#### THE TASK
Search the records for the string "smoke", then copy each line that has it.

MATERIAL FOR THIS EXERCISE START

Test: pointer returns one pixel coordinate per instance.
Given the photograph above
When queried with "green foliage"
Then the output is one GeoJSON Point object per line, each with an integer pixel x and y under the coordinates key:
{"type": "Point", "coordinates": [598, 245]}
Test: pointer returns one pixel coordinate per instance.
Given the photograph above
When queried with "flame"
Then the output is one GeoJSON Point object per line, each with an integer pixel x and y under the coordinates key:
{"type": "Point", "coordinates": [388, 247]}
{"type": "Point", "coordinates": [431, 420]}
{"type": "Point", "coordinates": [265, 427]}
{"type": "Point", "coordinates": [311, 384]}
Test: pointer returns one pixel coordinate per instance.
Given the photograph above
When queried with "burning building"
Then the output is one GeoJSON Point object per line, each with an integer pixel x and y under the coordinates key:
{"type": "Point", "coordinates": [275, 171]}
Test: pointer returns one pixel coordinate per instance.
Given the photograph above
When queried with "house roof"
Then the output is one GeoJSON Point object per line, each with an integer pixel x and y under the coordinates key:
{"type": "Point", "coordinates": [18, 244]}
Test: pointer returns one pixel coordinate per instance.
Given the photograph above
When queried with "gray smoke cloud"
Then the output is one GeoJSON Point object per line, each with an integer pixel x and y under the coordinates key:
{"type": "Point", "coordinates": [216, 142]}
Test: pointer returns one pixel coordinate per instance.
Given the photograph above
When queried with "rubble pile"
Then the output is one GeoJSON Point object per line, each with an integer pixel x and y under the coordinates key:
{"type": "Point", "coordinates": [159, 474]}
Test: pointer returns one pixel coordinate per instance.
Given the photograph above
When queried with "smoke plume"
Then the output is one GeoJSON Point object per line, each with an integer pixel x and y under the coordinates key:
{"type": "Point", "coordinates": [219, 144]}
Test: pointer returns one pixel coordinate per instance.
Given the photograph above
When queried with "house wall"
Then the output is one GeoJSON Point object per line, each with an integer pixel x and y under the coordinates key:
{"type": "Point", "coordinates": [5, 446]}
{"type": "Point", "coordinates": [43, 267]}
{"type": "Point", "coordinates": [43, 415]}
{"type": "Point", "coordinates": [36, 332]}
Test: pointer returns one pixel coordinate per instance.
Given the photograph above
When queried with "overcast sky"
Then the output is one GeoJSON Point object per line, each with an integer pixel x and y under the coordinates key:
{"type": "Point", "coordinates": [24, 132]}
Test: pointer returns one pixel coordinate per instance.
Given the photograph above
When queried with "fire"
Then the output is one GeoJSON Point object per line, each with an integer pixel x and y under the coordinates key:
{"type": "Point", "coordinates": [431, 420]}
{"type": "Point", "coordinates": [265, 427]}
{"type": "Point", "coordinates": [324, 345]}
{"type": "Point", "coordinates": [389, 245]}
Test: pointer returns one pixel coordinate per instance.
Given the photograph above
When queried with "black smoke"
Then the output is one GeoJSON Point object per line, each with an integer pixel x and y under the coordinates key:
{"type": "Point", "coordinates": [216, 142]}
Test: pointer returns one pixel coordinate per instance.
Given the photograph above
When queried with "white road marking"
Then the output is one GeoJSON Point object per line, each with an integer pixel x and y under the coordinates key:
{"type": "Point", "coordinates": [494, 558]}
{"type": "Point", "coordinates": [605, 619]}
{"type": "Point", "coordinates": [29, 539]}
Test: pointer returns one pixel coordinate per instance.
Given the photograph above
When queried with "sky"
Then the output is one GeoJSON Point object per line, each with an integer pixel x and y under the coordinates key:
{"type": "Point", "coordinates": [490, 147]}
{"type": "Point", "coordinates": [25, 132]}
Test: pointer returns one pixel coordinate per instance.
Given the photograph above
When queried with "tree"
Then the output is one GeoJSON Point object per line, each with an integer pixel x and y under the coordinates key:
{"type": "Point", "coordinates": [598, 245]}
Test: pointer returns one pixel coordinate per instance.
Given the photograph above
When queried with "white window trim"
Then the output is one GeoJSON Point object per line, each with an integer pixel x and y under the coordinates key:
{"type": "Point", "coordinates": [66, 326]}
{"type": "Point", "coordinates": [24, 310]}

MATERIAL FOR THIS EXERCISE END

#### FINISHED TASK
When queried with "gray smoke cloud"
When queried with "smoke plume"
When queried with "black smoke"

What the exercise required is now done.